▶ _Verilen metin_:
Sonuç ise oldukça şaşırtıcı. Çünkü nüfusun çok azını oluşturan kızıl saça sahip insanlar, bazı ağrı türlerine farklı tepkiler veriyorlar.
Nasıl mı? Gelin, anlatalım.
Kızıl saçlı insanların ağrı algısının diğer bireylerden farklı olduğu ortaya çıktı.
Bu bireyler, bazı ağrı türlerine karşı daha hassas olabilirken genel ağrı toleranslarının ise ortalamadan daha yüksek olduğu gözlemlenmiştir. Özellikle bazı ağrı kesici ilaçlara karşı daha etkili bir yanıt verdikleri ve bu ilaçların daha düşük dozlarına ihtiyaç duydukları dikkat çekiyor.
Bu farklılıkların temelinde melanokortin-1 reseptörü (MC1R) geninin bir çeşidi yatıyor. MC1R, vücutta melanin üretimini düzenliyor; bu pigment, cilde, saçı ve gözlere renk veren bir bileşendir. Kızıl saçlı kişiler genellikle feomelanin üretirler ki bu durum, açık ten ve çil oluşumuyla da ilişkilidir.
Araştırmalar, MC1R ile ağrı algısı arasında bir bağlantı olduğunu ortaya koyuyor.
Dr. David E. Fisher’in liderliğindeki bir ekip, bu ilişkiyi daha iyi anlamak için kızıl saçlı fareler üzerinde çalışmalar gerçekleştirdi. Bu fareler, MC1R varyantını taşıyarak doğal olarak daha yüksek ağrı toleransına sahipler. Araştırmada, pigment üretimi engellenmiş farelerle yapılan çaprazlamalar, melanositlerin (melanin üreten hücreler) ağrı algısını nasıl etkilediğini incelemek için kullanıldı.

▶ _Verilen satırlar_:
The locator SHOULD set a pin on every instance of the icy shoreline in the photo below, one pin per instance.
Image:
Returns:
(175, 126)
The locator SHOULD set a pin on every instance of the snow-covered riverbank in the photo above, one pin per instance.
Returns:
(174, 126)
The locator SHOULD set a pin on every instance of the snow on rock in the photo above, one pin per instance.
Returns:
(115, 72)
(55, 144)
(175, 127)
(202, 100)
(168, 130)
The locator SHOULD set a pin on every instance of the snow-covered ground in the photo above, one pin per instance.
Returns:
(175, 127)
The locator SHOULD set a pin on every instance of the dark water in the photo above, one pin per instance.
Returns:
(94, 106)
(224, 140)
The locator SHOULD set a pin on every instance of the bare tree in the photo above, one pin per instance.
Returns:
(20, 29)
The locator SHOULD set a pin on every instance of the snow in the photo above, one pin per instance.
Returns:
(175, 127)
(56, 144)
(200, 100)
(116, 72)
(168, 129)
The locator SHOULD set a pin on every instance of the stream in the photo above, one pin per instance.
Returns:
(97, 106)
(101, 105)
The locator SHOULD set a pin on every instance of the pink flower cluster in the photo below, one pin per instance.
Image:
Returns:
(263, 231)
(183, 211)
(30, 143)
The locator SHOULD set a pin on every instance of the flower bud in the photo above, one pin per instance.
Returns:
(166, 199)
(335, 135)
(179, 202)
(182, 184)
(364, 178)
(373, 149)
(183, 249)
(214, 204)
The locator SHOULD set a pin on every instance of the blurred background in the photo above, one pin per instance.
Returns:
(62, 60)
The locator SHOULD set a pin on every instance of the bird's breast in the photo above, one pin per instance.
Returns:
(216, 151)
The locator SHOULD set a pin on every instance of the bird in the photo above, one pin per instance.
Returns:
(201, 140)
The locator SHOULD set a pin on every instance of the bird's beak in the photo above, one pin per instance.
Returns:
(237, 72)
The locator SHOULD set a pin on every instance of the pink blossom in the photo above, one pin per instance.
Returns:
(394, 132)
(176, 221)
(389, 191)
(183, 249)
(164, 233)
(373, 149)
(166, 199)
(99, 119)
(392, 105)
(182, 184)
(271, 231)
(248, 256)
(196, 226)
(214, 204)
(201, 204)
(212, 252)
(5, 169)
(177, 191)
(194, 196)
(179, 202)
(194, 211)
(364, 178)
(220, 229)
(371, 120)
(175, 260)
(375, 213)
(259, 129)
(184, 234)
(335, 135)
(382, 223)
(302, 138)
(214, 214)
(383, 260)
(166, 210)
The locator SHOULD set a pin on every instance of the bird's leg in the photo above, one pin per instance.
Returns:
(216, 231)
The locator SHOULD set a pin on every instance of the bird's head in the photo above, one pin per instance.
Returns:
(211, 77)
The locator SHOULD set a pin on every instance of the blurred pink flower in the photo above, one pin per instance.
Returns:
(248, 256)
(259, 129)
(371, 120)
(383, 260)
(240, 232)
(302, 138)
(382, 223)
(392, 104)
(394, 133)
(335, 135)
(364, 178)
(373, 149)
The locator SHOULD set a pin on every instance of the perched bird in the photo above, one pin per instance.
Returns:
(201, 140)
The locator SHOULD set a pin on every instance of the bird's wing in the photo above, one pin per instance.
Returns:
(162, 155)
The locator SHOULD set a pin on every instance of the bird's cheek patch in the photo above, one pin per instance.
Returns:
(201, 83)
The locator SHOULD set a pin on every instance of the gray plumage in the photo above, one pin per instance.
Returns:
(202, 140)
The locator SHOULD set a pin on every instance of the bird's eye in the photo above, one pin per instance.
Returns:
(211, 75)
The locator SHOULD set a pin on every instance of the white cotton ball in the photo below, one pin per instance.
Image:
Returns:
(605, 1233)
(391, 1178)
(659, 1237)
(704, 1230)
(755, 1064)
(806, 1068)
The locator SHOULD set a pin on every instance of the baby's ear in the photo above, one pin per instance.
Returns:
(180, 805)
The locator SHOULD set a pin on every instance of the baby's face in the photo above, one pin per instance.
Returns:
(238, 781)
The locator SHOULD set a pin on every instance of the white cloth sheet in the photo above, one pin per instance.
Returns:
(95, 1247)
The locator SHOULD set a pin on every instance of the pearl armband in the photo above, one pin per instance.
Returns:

▶ _Nasıl yapılır_:
Kızıl saç ve ağrı metnine göre:
(a) Kızıl saçlı bireyler bazı ağrı kesici ilaçların hangi dozlarına ihtiyaç duyuyor?
(b) MC1R vücutta neyin üretimini düzenliyor?
(c) Dr. David E. Fisher liderliğindeki ekip çalışmaları hangi hayvanlar üzerinde gerçekleştirdi?

▶ _Çözüm_:
(a) Daha düşük dozlarına.
(b) Melanin üretimini.
(c) Kızıl saçlı fareler üzerinde.